[SOURCE EXTRACT]
------------------------
The opinion of the court was delivered by: Andrew J. Wistrich United States Magistrate Judge


Plaintiff filed this action seeking reversal of the decision of the defendant, the Commissioner of the Social Security Administration (the "Commissioner"), denying plaintiff's application for disability insurance benefits and supplemental security income ("SSI") benefits. The parties have filed a Joint Stipulation ("JS") setting forth their contentions with respect to each disputed issue.

Administrative Proceedings

Plaintiff filed an application for SSI benefits on September 28, 2007, alleging that she had been disabled since December 28, 2004 due to back, neck, arm, and hand problems and bilateral carpal tunnel syndrome. [JS 2; Administrative Record ("AR") 114, 154, 156]. In a written hearing decision that constitutes the Commissioner's final decision in this matter, an administrative law judge (the "ALJ") found that plaintiff had severe impairments consisting of diabetes mellitus, chronic cervical sprain, and bilateral carpal tunnel syndrome (status post surgical release). [AR 23]. The ALJ concluded that plaintiff retained the residual functional capacity to perform a restricted range of light work [AR 25], and that her RFC did not preclude her from performing jobs available in significant numbers in the national economy. [AR 28-29]. Accordingly, the ALJ concluded that plaintiff was not disabled at any time through the date of his decision. [AR 30].
------------------------
[Dataset items]
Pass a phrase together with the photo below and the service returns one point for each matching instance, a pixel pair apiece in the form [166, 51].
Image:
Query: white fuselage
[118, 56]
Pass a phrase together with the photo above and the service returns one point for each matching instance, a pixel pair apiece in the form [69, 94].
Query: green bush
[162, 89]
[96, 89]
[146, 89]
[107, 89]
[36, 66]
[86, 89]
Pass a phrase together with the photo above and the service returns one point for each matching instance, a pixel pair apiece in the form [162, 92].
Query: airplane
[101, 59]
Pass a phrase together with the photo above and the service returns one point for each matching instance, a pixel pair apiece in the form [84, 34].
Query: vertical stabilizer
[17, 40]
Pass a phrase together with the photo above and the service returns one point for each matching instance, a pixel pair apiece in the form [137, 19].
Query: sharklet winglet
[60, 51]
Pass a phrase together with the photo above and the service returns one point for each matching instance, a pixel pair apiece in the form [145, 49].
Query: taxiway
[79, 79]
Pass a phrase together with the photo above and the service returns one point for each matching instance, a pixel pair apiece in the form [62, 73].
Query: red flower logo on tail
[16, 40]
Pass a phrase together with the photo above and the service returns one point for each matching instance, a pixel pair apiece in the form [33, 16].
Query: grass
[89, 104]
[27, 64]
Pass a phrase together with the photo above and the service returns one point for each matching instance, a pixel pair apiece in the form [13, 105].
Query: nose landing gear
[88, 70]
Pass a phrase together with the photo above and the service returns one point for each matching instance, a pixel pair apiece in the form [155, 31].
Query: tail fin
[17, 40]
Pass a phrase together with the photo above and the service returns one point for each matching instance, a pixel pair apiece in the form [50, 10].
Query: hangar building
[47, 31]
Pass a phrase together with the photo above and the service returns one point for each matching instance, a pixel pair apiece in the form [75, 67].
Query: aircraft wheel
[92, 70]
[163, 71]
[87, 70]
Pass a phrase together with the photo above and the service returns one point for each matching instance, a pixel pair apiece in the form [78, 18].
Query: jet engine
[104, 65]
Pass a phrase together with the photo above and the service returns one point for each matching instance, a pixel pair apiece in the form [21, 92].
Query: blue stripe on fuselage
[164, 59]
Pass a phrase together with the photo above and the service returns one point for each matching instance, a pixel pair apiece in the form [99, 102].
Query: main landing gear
------------------------
[EXERCISE REQUIREMENTS]
1. According to the court opinion excerpt, why did the ALJ conclude that plaintiff was not disabled? Answer in one to three sentences.
2. In the dataset items, replace "Query" with "Search term" throughout the stretch from the line containing "form [155, 31]." through the end of the records, and return only those lines with everything else unchanged.
The court opinion and the dataset items were drawn from unrelated sources.

[WORKED SOLUTIONS]
1. The ALJ found that plaintiff retained the residual functional capacity to perform a restricted range of light work. That RFC did not preclude her from performing jobs available in significant numbers in the national economy, so the ALJ concluded she was not disabled at any time through the date of his decision.

2.
Pass a phrase together with the photo above and the service returns one point for each matching instance, a pixel pair apiece in the form [155, 31].
Search term: tail fin
[17, 40]
Pass a phrase together with the photo above and the service returns one point for each matching instance, a pixel pair apiece in the form [50, 10].
Search term: hangar building
[47, 31]
Pass a phrase together with the photo above and the service returns one point for each matching instance, a pixel pair apiece in the form [75, 67].
Search term: aircraft wheel
[92, 70]
[163, 71]
[87, 70]
Pass a phrase together with the photo above and the service returns one point for each matching instance, a pixel pair apiece in the form [78, 18].
Search term: jet engine
[104, 65]
Pass a phrase together with the photo above and the service returns one point for each matching instance, a pixel pair apiece in the form [21, 92].
Search term: blue stripe on fuselage
[164, 59]
Pass a phrase together with the photo above and the service returns one point for each matching instance, a pixel pair apiece in the form [99, 102].
Search term: main landing gear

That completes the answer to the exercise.